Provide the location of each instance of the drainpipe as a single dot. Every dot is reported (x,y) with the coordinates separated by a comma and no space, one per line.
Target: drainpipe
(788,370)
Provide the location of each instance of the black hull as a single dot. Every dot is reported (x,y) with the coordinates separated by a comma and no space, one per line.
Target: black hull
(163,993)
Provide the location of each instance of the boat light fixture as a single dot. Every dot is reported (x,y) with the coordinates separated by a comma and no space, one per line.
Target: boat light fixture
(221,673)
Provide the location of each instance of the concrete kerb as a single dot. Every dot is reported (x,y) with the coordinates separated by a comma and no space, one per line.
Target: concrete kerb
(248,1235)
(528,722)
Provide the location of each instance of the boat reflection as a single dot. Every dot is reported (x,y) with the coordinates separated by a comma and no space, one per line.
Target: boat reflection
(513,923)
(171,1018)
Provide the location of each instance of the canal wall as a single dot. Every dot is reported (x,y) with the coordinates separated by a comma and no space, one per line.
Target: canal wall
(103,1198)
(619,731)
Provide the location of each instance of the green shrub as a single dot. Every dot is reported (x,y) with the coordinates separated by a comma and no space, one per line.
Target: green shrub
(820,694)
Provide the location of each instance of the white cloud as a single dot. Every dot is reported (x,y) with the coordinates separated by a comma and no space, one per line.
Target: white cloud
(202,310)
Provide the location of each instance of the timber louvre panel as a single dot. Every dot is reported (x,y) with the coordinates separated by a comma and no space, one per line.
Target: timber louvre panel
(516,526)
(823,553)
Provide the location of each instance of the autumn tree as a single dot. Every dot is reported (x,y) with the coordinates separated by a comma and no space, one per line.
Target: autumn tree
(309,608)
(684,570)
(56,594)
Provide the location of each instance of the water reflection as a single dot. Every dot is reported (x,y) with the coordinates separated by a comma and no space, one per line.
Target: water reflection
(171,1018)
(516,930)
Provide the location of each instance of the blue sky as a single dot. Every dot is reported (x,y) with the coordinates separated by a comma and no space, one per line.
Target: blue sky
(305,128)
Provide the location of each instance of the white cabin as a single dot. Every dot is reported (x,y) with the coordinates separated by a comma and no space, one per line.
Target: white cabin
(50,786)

EXERCISE AIM =>
The task requires each record above to be restated exactly.

SOLUTION BELOW =>
Provide the location of each instance of the drainpipe as a single dot. Every dot is reported (x,y) with the coordinates separated by a comma and no space, one per line.
Target: drainpipe
(788,370)
Provide the location of each instance of the black hull as a single dot. Every dot is reported (x,y) with the coordinates separated by a comma and no space, one per line.
Target: black hull
(163,993)
Provide the location of each instance of the boat light fixture as a single dot. Every dot is reported (x,y) with the coordinates separated by a comma and no space, one per line.
Target: boat light fixture
(221,673)
Provide the location of each instance of the concrete kerb as a single dot. Every dot is reported (x,y) with the coordinates separated by a comma and no space, one per line.
Target: concrete kerb
(248,1235)
(528,722)
Provide the location of each instance of the boat reflection as a single dot. Every dot is reported (x,y) with the coordinates separated by a comma and no space, one per line.
Target: boat reflection
(513,923)
(171,1018)
Provide the location of each instance of the canal wall as a single dot. Every dot is reported (x,y) with the coordinates separated by a comma and no space, one per line.
Target: canal wall
(103,1198)
(619,731)
Provide the location of each instance of the green shrub as a single dot. Every dot is reported (x,y) with the coordinates separated by a comma and no space, one per line.
Target: green shrub
(820,694)
Provide the location of each instance of the white cloud as a single dot. Every dot is reported (x,y) with the coordinates separated by a comma and no space, one per line.
Target: white cloud
(202,310)
Provide the location of each instance of the timber louvre panel as a single dot. Every dot is reported (x,y) with the coordinates separated by a comma and no space, one per line.
Target: timber louvre panel
(516,526)
(823,553)
Provide the location of each instance of the autumn tree as a single dot. Every dot is reported (x,y) with the coordinates separated by a comma and no space, one per line.
Target: autumn tree
(309,608)
(684,570)
(56,594)
Provide the location of each instance of the water reflection as a single dot. Every dot is reported (x,y) with the coordinates separated by a comma and no space, one per line.
Target: water reflection
(171,1018)
(516,930)
Provide the location of each instance of the blue sky as a single dot. Every dot is reported (x,y) with the coordinates separated by a comma and no space, one per line.
Target: blue sky
(305,128)
Provide the location of each instance of the white cabin as a single dot. Every dot is reported (x,y) with the coordinates separated by a comma and no space, one per line.
Target: white cabin
(50,786)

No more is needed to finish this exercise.